> _Deine Aufgabe_:
Drucke aus dem Text über Intelligent Operations die Stelle von „Zu diesem Ergebnis“ bis „Staaten befragt haben.“ wortgetreu ab.

> _Text zum Lesen_:

————————

Provider müssen ihr Portfolio ausbauen. Neben dem klassischen Betrieb von IT-Infrastrukturen werden unter anderem auch digitalisierte Produkte und integrierte Lieferketten benötigt.
  • Intelligent-Operations-Provider im Überblick: Die Analysten von ISG sehen die Deutsche Telekom, Cancom und Axians ganz vorn.
    Quelle:
    ISG Research 2018
Fast 80 Prozent aller Unternehmen weltweit machen sich Sorgen wegen neuer Wettbewerber, die mit disruptiven Geschäftsmodellen den angestammten Markt umkrempeln, ein ähnlicher Prozentsatz kämpft mit der Flut unstrukturierter Daten und der rapiden Zunahme verschiedenster Datenquellen, und gut die Hälfte beklagt, dass die internen Strukturen nicht mit den Anforderungen der Kunden Schritt halten können.
Zu diesem Ergebnis kommen die Autoren der Studie „The Future Belongs to Intelligent Operations“ von HfS Research und Accenture, die dazu 460 Führungskräfte in Unternehmen aus zwölf Staaten befragt haben.

————————

(Auszüge aus Daten zur Ortsbeschriftung)
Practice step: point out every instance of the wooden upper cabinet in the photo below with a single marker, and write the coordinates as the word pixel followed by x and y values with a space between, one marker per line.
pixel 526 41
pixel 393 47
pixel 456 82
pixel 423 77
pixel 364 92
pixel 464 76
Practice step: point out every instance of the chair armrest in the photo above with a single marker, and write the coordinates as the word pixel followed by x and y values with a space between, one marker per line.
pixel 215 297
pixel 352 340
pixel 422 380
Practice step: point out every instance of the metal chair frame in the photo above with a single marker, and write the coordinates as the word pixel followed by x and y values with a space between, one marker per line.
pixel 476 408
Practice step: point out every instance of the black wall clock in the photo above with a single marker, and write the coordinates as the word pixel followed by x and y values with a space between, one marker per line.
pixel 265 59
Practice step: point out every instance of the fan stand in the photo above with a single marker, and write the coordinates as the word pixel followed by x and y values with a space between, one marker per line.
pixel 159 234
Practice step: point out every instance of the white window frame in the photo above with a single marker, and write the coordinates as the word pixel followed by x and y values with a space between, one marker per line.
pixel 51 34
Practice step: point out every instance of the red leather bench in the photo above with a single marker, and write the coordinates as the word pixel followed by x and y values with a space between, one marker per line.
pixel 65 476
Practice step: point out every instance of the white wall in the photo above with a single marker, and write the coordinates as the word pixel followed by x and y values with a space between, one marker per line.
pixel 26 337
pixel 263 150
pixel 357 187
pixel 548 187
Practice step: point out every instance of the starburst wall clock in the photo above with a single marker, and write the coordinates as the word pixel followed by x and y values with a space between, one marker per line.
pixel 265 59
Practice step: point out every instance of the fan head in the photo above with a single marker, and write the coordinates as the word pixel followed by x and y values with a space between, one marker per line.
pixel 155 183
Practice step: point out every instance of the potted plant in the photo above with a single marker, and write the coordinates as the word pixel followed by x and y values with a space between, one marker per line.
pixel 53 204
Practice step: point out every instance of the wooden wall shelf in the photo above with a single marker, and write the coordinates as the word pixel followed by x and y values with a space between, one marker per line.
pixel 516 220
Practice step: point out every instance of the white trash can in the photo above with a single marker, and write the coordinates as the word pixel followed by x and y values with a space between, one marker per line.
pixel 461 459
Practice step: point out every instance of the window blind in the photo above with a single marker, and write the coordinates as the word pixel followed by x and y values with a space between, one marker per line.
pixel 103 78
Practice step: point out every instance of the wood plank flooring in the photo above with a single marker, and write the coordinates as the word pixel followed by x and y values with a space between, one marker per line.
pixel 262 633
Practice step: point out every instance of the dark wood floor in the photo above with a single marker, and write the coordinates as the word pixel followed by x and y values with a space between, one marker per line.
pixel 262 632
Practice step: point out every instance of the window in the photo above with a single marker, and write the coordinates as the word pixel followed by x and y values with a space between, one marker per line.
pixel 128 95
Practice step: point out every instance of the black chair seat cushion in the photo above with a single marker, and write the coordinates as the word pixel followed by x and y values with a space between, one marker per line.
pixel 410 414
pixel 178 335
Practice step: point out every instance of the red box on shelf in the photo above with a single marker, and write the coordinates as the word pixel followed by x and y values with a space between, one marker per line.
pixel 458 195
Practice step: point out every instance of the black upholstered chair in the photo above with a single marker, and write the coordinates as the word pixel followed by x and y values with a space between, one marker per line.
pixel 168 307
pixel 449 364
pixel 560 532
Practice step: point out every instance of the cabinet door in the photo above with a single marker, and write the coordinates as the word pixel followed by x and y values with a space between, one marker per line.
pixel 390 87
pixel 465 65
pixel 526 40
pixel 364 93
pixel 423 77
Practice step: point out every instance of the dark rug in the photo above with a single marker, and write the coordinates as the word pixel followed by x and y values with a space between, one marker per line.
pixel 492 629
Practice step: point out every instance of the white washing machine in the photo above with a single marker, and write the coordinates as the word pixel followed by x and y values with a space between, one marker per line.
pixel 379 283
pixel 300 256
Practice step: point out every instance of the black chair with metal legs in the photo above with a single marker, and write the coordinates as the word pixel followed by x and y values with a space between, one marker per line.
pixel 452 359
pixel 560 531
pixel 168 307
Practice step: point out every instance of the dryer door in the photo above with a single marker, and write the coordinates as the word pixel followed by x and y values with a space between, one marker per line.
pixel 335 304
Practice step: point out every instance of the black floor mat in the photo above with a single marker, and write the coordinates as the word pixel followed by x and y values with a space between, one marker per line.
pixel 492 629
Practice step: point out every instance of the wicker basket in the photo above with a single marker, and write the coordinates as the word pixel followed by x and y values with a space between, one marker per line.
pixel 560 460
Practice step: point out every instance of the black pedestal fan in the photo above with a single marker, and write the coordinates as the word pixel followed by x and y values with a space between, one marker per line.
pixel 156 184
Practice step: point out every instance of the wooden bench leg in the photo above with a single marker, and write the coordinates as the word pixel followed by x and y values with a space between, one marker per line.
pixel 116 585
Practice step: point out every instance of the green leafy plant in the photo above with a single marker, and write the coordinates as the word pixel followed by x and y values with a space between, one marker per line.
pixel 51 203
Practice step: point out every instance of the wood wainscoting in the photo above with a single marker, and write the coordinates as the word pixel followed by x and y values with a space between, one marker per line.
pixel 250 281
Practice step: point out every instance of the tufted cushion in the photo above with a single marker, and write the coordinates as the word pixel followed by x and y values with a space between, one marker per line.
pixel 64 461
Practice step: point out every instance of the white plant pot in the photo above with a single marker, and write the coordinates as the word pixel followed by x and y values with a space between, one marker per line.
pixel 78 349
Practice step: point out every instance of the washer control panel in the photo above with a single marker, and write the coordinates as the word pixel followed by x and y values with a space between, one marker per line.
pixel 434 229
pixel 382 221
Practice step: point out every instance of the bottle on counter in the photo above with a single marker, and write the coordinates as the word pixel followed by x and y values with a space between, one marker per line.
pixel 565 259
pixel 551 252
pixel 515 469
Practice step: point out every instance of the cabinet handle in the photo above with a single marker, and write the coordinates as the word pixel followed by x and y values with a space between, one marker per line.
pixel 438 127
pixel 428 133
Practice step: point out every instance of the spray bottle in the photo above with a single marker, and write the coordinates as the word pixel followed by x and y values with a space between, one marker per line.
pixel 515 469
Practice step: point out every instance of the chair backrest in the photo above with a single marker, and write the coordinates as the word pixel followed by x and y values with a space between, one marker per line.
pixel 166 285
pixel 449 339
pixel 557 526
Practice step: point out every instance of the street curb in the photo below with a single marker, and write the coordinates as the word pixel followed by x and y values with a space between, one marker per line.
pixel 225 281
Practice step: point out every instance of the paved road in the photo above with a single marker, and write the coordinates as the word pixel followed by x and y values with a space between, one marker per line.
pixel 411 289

————————

> _Lösung_:
Zu diesem Ergebnis kommen die Autoren der Studie „The Future Belongs to Intelligent Operations“ von HfS Research und Accenture, die dazu 460 Führungskräfte in Unternehmen aus zwölf Staaten befragt haben.